── Data for processing ──
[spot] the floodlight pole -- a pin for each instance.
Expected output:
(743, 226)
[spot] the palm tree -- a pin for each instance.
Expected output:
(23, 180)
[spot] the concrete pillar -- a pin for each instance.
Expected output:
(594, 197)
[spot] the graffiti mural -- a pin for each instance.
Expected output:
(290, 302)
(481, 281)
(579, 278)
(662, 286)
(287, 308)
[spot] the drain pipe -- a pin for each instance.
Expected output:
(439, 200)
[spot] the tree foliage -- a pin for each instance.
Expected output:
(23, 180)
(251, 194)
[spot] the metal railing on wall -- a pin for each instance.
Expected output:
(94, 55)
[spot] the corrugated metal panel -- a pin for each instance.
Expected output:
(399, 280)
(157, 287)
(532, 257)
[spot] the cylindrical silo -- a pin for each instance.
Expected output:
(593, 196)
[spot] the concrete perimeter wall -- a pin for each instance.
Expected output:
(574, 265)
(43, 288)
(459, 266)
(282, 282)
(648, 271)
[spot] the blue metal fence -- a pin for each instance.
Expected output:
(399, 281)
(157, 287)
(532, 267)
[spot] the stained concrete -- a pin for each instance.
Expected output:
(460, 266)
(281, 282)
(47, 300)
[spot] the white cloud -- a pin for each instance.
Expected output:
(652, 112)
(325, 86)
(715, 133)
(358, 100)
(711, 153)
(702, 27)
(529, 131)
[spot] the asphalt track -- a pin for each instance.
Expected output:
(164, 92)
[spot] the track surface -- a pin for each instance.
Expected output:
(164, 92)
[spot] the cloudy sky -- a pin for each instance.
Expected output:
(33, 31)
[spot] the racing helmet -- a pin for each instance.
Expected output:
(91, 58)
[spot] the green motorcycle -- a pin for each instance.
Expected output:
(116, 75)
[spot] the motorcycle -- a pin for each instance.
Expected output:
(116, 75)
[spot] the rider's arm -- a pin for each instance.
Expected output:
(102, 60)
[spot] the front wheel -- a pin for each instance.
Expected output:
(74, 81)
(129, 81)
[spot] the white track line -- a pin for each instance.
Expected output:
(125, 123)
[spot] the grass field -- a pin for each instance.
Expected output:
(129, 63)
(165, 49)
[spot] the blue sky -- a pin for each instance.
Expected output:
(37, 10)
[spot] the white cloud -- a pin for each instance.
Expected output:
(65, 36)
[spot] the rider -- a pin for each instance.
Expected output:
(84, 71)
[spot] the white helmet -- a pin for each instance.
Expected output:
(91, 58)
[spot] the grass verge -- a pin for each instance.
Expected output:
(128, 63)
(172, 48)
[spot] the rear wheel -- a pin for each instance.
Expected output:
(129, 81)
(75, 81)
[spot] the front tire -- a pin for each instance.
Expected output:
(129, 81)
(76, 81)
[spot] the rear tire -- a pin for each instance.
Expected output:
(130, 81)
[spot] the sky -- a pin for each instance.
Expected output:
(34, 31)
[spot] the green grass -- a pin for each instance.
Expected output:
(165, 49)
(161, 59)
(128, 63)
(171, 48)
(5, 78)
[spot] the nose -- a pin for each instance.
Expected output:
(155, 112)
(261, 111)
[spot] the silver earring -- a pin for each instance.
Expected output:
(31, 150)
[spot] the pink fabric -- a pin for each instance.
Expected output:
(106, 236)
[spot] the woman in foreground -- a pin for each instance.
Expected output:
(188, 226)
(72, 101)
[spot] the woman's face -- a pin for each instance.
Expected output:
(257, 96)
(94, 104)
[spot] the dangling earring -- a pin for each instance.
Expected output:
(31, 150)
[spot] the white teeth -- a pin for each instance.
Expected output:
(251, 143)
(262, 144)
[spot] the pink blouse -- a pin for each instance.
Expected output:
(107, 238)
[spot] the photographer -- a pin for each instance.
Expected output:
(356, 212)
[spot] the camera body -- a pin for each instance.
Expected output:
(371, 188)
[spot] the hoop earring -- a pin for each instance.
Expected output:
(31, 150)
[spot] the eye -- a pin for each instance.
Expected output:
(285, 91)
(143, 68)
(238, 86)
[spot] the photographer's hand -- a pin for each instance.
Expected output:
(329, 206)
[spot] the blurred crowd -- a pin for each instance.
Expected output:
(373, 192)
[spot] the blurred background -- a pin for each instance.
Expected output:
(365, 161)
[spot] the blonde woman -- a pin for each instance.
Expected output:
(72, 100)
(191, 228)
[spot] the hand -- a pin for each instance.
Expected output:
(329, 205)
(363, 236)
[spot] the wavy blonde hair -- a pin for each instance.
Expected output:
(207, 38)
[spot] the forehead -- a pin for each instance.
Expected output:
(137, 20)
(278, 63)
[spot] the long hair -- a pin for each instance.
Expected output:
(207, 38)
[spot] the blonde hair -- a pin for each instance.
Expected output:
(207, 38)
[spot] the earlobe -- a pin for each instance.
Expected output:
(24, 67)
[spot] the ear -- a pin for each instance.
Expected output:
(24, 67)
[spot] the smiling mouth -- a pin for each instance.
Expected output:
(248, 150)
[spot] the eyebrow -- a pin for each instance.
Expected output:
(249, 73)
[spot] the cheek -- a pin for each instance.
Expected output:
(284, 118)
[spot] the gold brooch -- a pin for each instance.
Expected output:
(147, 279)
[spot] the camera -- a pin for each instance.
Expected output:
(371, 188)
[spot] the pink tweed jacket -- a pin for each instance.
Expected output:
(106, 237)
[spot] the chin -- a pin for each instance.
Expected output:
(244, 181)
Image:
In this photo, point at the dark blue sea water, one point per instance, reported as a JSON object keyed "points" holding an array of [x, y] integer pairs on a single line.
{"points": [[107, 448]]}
───
**Work to complete**: Reproduce exactly the lines from the one containing "[spot] the pink tweed" through the last line of the records, both included, and nothing else.

**Reply to the task**:
[spot] the pink tweed jacket -- a pin for each instance.
Expected output:
(106, 237)
[spot] the chin -- a pin for each instance.
Expected output:
(244, 181)
Image:
In this photo, point at the dark blue sea water, one point per instance, reported as a JSON object keyed "points" holding an array of [x, y] integer pairs on a single line.
{"points": [[107, 448]]}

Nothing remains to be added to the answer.